# Start of Data extract
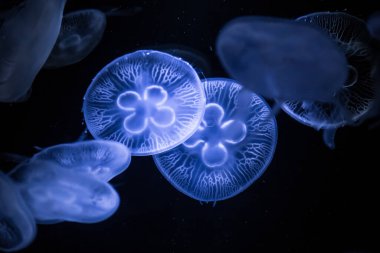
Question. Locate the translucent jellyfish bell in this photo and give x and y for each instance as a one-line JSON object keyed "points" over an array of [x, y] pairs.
{"points": [[17, 226], [231, 149], [80, 33], [282, 59], [56, 194], [357, 96], [99, 158], [27, 37], [148, 100]]}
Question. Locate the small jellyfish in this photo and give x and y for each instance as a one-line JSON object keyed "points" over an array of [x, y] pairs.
{"points": [[80, 33], [26, 40], [17, 226], [373, 25], [194, 57], [282, 59], [56, 194], [148, 100], [232, 147], [102, 159], [353, 100]]}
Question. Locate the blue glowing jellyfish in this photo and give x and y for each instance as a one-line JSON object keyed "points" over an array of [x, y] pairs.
{"points": [[194, 57], [356, 97], [102, 159], [27, 37], [80, 33], [373, 25], [232, 148], [17, 225], [56, 194], [148, 100], [282, 59]]}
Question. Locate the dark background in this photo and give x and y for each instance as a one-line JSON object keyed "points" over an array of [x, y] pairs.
{"points": [[310, 199]]}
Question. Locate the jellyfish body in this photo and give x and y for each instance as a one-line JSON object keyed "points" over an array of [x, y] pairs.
{"points": [[17, 225], [232, 148], [56, 194], [26, 39], [148, 100], [356, 97], [101, 159], [282, 59], [81, 31], [373, 25]]}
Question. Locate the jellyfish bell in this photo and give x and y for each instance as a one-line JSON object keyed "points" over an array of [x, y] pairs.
{"points": [[55, 194], [17, 226], [354, 100], [148, 100], [282, 59], [231, 149], [27, 37], [194, 57], [101, 159], [81, 31]]}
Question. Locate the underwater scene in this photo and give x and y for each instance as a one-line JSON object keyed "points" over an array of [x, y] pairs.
{"points": [[189, 126]]}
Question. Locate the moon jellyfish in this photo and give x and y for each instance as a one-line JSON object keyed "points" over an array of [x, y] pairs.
{"points": [[282, 59], [101, 159], [232, 147], [56, 194], [373, 25], [357, 96], [26, 39], [17, 225], [148, 100], [195, 58], [80, 33]]}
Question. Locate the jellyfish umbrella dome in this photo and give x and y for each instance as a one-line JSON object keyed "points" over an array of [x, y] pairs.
{"points": [[232, 147], [17, 226], [148, 100], [281, 59], [81, 31]]}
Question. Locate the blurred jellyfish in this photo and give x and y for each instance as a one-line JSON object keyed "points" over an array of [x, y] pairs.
{"points": [[148, 100], [101, 159], [373, 25], [194, 57], [231, 149], [80, 33], [17, 225], [356, 97], [282, 59], [56, 194], [26, 40]]}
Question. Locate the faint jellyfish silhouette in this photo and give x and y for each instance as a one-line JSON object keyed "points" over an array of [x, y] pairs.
{"points": [[194, 57], [231, 149], [17, 226], [282, 59], [148, 100], [373, 25], [27, 37], [55, 194], [356, 97], [81, 31], [99, 158]]}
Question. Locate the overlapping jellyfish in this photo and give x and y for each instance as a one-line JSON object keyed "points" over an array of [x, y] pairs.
{"points": [[352, 101], [17, 225], [27, 37], [232, 147], [282, 59], [148, 100], [81, 31], [67, 182]]}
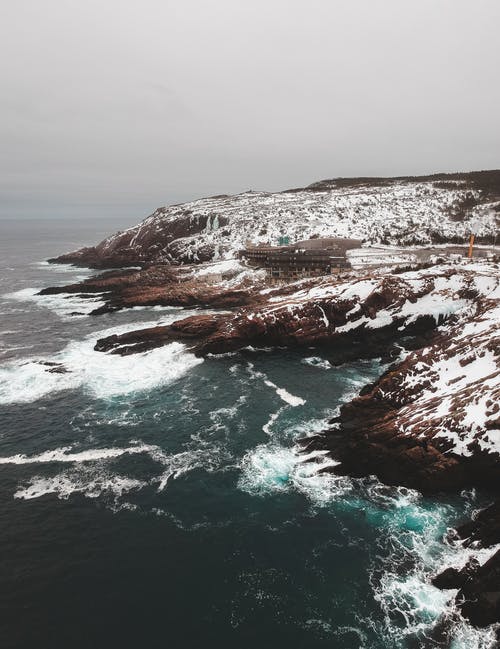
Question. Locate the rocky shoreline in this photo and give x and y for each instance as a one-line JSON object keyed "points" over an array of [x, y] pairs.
{"points": [[432, 421], [428, 322]]}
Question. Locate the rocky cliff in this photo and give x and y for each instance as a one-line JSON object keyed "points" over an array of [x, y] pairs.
{"points": [[398, 211]]}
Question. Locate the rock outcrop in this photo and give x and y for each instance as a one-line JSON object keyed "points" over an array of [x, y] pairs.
{"points": [[398, 211]]}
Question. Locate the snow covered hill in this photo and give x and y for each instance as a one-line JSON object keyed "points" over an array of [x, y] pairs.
{"points": [[397, 212]]}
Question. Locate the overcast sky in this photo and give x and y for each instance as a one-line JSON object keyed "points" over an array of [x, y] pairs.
{"points": [[117, 106]]}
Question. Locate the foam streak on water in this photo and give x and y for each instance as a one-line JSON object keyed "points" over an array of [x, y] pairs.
{"points": [[102, 375]]}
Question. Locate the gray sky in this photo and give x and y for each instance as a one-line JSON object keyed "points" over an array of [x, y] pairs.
{"points": [[118, 106]]}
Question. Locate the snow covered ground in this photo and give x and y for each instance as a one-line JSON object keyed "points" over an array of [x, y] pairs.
{"points": [[398, 213]]}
# End of Data extract
Please rewrite the lines above with every "in this photo" swapped for "in this image" and nothing else altered, leaving out the pictures.

### Answer
Question. Locate the translucent jellyfish bell in this image and give x and y for each instance as a one-line JSON object keyed "points" over an array of [x, y] pairs.
{"points": [[17, 226], [231, 149], [80, 33], [282, 59], [56, 194], [357, 96], [99, 158], [27, 37], [148, 100]]}
Question. Locate the small jellyfish in this image and give x and y for each instance as a one-line JSON object keyed "points" over an array of [x, y] pairs.
{"points": [[80, 33], [26, 40], [17, 226], [373, 25], [194, 57], [282, 59], [56, 194], [148, 100], [232, 147], [102, 159], [353, 100]]}
Question. Locate the blue glowing jellyfish in this image and give x and y for each instance as a one-line JSON object keyed "points" over an array of [x, y] pairs.
{"points": [[194, 57], [356, 97], [102, 159], [27, 37], [80, 33], [373, 25], [232, 148], [17, 225], [56, 194], [148, 100], [282, 59]]}
Question. Locate the dark background in this image and give x and y for each instance as a one-line JSON object keyed "points" over an array of [x, y] pairs.
{"points": [[310, 199]]}
Question. Locate the jellyfish body in this image and give x and y for each instance as a one-line JSON object keyed "points" over an array of [x, y] pairs.
{"points": [[17, 225], [232, 148], [56, 194], [26, 39], [148, 100], [356, 97], [101, 159], [282, 59], [81, 31], [373, 25]]}
Question. Locate the jellyfish bell in this image and give x and y for each instance as a one-line JSON object keyed "points" over an array of [x, y] pairs.
{"points": [[55, 194], [17, 226], [354, 100], [148, 100], [282, 59], [231, 149], [27, 37], [194, 57], [101, 159], [81, 31]]}
Question. Locate the underwater scene in this image and give x and y for each instance as a one-line JSON object keyed "points" over an array of [x, y] pairs.
{"points": [[189, 126]]}
Question. Locate the moon jellyfish in this image and give x and y for each instance as a one-line JSON object keyed "points" over an array of [x, y] pairs.
{"points": [[282, 59], [101, 159], [232, 147], [56, 194], [373, 25], [357, 96], [26, 39], [17, 225], [148, 100], [195, 58], [80, 33]]}
Question. Locate the jellyfish umbrella dome in this image and give x and y for each instance as a one-line JSON object keyed "points" over an array of [x, y] pairs.
{"points": [[232, 147], [17, 226], [148, 100], [281, 59], [81, 31]]}
Question. Locate the blurred jellyfish in this image and give x and y for each instance as a one-line JSON object keyed "points" over an array of [x, y] pairs.
{"points": [[148, 100], [101, 159], [373, 25], [194, 57], [231, 149], [80, 33], [17, 225], [356, 97], [282, 59], [56, 194], [26, 40]]}
Question. Locate the faint jellyfish silhouette in this image and give x and y for each instance as a one-line JSON object keyed "points" over an array of [x, y] pairs.
{"points": [[194, 57], [231, 149], [17, 226], [282, 59], [148, 100], [373, 25], [27, 37], [55, 194], [356, 97], [81, 31], [99, 158]]}
Question. Locate the overlapping jellyfish in this image and give x and y for each instance as a one-line JSON object keyed "points" over an array of [x, y] pairs.
{"points": [[352, 101], [17, 225], [27, 37], [232, 147], [282, 59], [148, 100], [81, 31], [67, 182]]}
Question. Locate the rocky shoreline in this image and give x and y for each instance as a one-line JSON object keyed "points" over an array of [x, y] pairs.
{"points": [[432, 421], [428, 322]]}
Question. Locate the rocky cliff in this image and give x and y for each instance as a one-line JSON object keyed "points" over an array of [x, y] pairs.
{"points": [[398, 211]]}
Question. Locate the rock outcrop in this image and give x and y for each instance as a one-line JSON object keyed "points" over an array of [x, y] pairs.
{"points": [[398, 211]]}
Question. Locate the snow covered hill in this image and give x and y for each instance as a one-line JSON object keyed "points" over an array of [x, y] pairs.
{"points": [[397, 212]]}
Question. Locate the overcast sky in this image and give x and y for each instance as a one-line JSON object keyed "points" over an array of [x, y] pairs.
{"points": [[117, 106]]}
Question. Locate the foam streak on water in this image and give x and y for each instance as a one-line JSON object keyed "points" over an array of [x, y] pairs.
{"points": [[102, 375]]}
Question. Locate the gray sky in this image and give x and y for each instance as a one-line JSON object keyed "points" over an array of [x, y] pairs.
{"points": [[118, 106]]}
Question. Locate the snow covered ground in this image and give x and y for each instance as a one-line JSON object keyed "points" over an array of [x, y] pairs.
{"points": [[398, 213]]}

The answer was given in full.